-- EXERCISE AIM --
Down to the last line below, give the listing again exactly.

-- PROVIDED INFORMATION --
========================================================================

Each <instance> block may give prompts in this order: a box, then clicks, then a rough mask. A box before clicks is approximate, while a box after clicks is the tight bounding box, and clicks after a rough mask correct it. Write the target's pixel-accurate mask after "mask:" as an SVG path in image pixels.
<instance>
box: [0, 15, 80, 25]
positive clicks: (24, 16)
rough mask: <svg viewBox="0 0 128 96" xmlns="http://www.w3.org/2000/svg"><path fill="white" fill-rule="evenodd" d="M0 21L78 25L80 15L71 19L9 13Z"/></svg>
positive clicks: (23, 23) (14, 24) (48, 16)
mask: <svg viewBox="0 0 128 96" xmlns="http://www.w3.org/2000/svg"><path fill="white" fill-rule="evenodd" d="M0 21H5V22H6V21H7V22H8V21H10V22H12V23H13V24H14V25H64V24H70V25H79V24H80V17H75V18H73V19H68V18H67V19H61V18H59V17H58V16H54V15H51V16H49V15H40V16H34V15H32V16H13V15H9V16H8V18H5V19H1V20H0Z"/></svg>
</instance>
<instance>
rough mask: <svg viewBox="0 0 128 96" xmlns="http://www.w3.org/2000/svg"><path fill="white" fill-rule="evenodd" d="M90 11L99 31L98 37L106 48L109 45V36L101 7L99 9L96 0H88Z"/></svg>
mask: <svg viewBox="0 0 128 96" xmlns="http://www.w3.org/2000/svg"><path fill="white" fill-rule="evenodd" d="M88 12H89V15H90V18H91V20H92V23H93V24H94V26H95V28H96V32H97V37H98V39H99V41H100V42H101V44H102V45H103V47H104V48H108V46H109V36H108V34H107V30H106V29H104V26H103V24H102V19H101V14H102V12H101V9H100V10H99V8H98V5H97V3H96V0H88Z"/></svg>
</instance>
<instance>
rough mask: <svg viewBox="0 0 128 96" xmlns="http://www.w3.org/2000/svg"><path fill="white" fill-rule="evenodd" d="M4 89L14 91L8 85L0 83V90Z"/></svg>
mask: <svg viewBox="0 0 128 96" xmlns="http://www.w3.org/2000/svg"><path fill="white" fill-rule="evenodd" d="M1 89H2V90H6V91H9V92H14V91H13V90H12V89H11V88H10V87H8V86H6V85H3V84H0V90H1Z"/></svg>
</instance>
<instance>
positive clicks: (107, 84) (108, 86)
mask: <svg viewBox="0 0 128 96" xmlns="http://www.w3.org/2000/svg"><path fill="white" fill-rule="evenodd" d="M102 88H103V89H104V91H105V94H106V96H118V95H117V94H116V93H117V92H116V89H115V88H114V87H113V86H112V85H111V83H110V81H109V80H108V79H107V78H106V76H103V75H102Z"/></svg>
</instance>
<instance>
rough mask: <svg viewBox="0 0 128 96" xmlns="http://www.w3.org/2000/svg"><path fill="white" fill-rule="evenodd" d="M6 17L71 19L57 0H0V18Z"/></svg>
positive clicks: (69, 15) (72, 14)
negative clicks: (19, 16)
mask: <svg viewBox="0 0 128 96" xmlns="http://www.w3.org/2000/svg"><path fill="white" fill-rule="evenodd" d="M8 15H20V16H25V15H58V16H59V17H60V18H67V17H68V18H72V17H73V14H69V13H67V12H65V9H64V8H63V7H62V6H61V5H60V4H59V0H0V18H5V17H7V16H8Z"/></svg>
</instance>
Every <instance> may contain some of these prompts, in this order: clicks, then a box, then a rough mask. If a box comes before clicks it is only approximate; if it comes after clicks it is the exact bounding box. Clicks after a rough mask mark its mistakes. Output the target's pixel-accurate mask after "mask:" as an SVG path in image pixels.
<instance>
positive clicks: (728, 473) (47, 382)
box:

========================================================================

-- SOLUTION --
Each <instance> block may give prompts in this order: a box, then clicks, then a rough mask. A box before clicks is approximate, while a box after clicks is the tight bounding box, and clicks after a rough mask correct it. Write the target's pixel-accurate mask after "mask:" as an SVG path in image pixels.
<instance>
box: [0, 15, 80, 25]
positive clicks: (24, 16)
rough mask: <svg viewBox="0 0 128 96" xmlns="http://www.w3.org/2000/svg"><path fill="white" fill-rule="evenodd" d="M0 21L78 25L80 15L71 19L9 13Z"/></svg>
positive clicks: (23, 23) (14, 24) (48, 16)
mask: <svg viewBox="0 0 128 96" xmlns="http://www.w3.org/2000/svg"><path fill="white" fill-rule="evenodd" d="M0 21H5V22H6V21H7V22H8V21H10V22H12V23H13V24H14V25H64V24H70V25H79V24H80V17H75V18H73V19H68V18H67V19H61V18H59V17H58V16H54V15H51V16H49V15H40V16H34V15H32V16H13V15H9V16H8V18H5V19H1V20H0Z"/></svg>
</instance>
<instance>
rough mask: <svg viewBox="0 0 128 96" xmlns="http://www.w3.org/2000/svg"><path fill="white" fill-rule="evenodd" d="M90 11L99 31L98 37L106 48L109 45V36L101 7L99 9L96 0H88Z"/></svg>
mask: <svg viewBox="0 0 128 96" xmlns="http://www.w3.org/2000/svg"><path fill="white" fill-rule="evenodd" d="M88 12H89V15H90V18H91V20H92V23H93V24H94V26H95V28H96V32H97V37H98V39H99V41H100V42H101V44H102V45H103V47H104V48H108V46H109V36H108V34H107V30H106V29H104V26H103V24H102V19H101V14H102V12H101V9H100V10H99V8H98V5H97V3H96V0H88Z"/></svg>
</instance>
<instance>
rough mask: <svg viewBox="0 0 128 96" xmlns="http://www.w3.org/2000/svg"><path fill="white" fill-rule="evenodd" d="M4 89L14 91L8 85L0 83V90Z"/></svg>
mask: <svg viewBox="0 0 128 96" xmlns="http://www.w3.org/2000/svg"><path fill="white" fill-rule="evenodd" d="M1 89H2V90H6V91H9V92H14V91H13V90H12V89H11V88H10V87H8V86H6V85H3V84H0V90H1Z"/></svg>
</instance>
<instance>
positive clicks: (107, 84) (108, 86)
mask: <svg viewBox="0 0 128 96" xmlns="http://www.w3.org/2000/svg"><path fill="white" fill-rule="evenodd" d="M102 88H103V89H104V91H105V94H106V96H118V95H117V94H116V93H117V92H116V89H115V88H114V87H113V86H112V85H111V83H110V81H109V80H108V79H107V78H106V76H103V75H102Z"/></svg>
</instance>
<instance>
rough mask: <svg viewBox="0 0 128 96" xmlns="http://www.w3.org/2000/svg"><path fill="white" fill-rule="evenodd" d="M6 17L71 19L57 0H0V18Z"/></svg>
positive clicks: (69, 15) (72, 14)
negative clicks: (19, 16)
mask: <svg viewBox="0 0 128 96" xmlns="http://www.w3.org/2000/svg"><path fill="white" fill-rule="evenodd" d="M8 15H20V16H25V15H58V16H59V17H60V18H67V17H68V18H72V17H73V14H69V13H67V12H65V9H64V8H63V7H62V6H61V5H60V4H59V0H0V18H5V17H7V16H8Z"/></svg>
</instance>
Every <instance> may contain some of these prompts, in this order: clicks, then a box, then a rough mask. If a box comes before clicks it is only approximate; if it comes after clicks it is the exact bounding box. Clicks after a rough mask mark its mistakes. Output the target's pixel-accurate mask after "mask:" as an SVG path in image pixels.
<instance>
positive clicks: (728, 473) (47, 382)
box:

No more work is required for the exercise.